### Text excerpt
-=-=-=-=-

Radio Diaries is well-known for its contemporary documentaries, like Teenage Diaries, which hands microphones to young people around the country—a gay teen struggles to explain to her Catholic family that her sexuality is not just a “phase,” a young Mexican man who, as a child, crossed the Rio Grande without documents describes his life as an “illegal”—and Prison Diaries, in which inmates, correctional officers and a judge share their versions of life behind bars.

But Radio Diaries also does what we do: recover, rebuild and represent past moments and worlds. Its programs have transported listeners back to the Bonus Marchers’ tent city, to New York’s populist “Miss Subway” pageants of the 1940s that celebrated the city’s female commuters (and integrated more than thirty years before the Miss America pageant did), and the single day in 1936—November 22nd—when bluesman Robert Johnson and cellist Pablo Casals each laid down revolutionary musical tracks.

Radio Diaries interviews scholars and consults with a team of historians (full disclosure: I’m one of them) who serve as story scouts and guides to archival sources and secondary literature. But its producers are especially drawn to stories involving everymen and every-women as historians, puzzling out mysteries from their families’ or communities’ pasts. One woman embarks on a quest to discover the truth about her grandfather, Willie McGee, an African-American man in mid-20th century Mississippi who was charged with raping a white woman, tried by an all-white jury and, despite years of protest, executed in the state’s traveling electric chair. One man goes in search of his uncle, Brother Claude, the Gospel Ranger, an fiery Appalachian speaker and singer whose music shaped early rock n’ roll.

-=-=-=-=-

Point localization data
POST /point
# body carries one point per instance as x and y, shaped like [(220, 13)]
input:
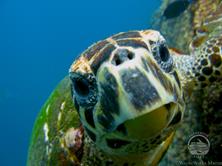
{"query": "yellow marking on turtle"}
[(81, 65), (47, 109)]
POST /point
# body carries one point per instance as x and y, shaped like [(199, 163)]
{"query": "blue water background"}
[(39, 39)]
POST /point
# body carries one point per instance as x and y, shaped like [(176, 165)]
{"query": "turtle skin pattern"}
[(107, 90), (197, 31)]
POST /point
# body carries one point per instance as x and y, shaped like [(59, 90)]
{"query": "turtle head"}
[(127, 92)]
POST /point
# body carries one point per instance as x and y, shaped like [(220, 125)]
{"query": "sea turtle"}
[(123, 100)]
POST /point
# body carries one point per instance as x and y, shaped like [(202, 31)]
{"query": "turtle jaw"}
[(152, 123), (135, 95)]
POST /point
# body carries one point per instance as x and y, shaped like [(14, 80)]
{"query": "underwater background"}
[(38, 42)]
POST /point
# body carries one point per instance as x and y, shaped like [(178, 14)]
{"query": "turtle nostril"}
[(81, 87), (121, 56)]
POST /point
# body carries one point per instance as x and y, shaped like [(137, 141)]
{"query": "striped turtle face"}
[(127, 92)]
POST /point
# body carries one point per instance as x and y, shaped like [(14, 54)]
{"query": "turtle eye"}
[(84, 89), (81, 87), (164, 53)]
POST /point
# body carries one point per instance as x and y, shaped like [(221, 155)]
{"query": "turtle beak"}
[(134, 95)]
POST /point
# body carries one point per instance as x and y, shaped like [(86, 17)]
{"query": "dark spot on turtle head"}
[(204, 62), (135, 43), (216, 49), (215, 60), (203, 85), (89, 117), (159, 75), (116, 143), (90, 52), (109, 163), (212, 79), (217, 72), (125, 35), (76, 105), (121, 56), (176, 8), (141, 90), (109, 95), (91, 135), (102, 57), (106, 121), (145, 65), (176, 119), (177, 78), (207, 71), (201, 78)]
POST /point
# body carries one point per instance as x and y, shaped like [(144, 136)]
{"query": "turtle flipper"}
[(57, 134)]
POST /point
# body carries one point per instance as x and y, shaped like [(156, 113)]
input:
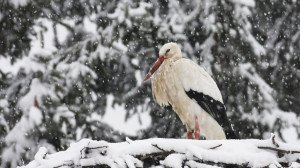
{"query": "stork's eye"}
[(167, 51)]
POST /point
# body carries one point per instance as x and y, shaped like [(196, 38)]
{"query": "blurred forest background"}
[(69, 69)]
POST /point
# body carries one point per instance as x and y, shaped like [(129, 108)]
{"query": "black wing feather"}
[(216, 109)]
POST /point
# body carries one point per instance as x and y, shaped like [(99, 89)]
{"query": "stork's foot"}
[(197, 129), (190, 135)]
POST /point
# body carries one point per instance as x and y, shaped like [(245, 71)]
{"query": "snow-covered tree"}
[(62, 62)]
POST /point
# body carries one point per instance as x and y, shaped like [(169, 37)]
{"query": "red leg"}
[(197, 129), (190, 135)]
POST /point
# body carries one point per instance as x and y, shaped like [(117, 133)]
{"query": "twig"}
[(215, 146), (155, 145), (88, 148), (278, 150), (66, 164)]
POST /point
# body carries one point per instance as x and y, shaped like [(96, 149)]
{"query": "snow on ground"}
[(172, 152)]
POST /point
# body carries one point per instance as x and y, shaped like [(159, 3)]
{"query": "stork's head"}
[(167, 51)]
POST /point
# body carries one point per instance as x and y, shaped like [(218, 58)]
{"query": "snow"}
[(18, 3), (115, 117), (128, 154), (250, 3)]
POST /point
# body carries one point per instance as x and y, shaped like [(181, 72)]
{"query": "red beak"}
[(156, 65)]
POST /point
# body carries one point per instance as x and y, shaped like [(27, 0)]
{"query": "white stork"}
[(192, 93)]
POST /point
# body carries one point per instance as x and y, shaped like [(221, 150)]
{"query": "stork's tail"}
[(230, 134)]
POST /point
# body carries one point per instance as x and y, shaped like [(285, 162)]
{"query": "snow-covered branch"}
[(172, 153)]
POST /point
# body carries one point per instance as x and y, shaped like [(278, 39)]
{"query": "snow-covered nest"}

-=-=-=-=-

### Try it
According to the Radio Diaries excerpt, on what day in 1936 did Robert Johnson and Pablo Casals each lay down revolutionary musical tracks?

### Response area
November 22nd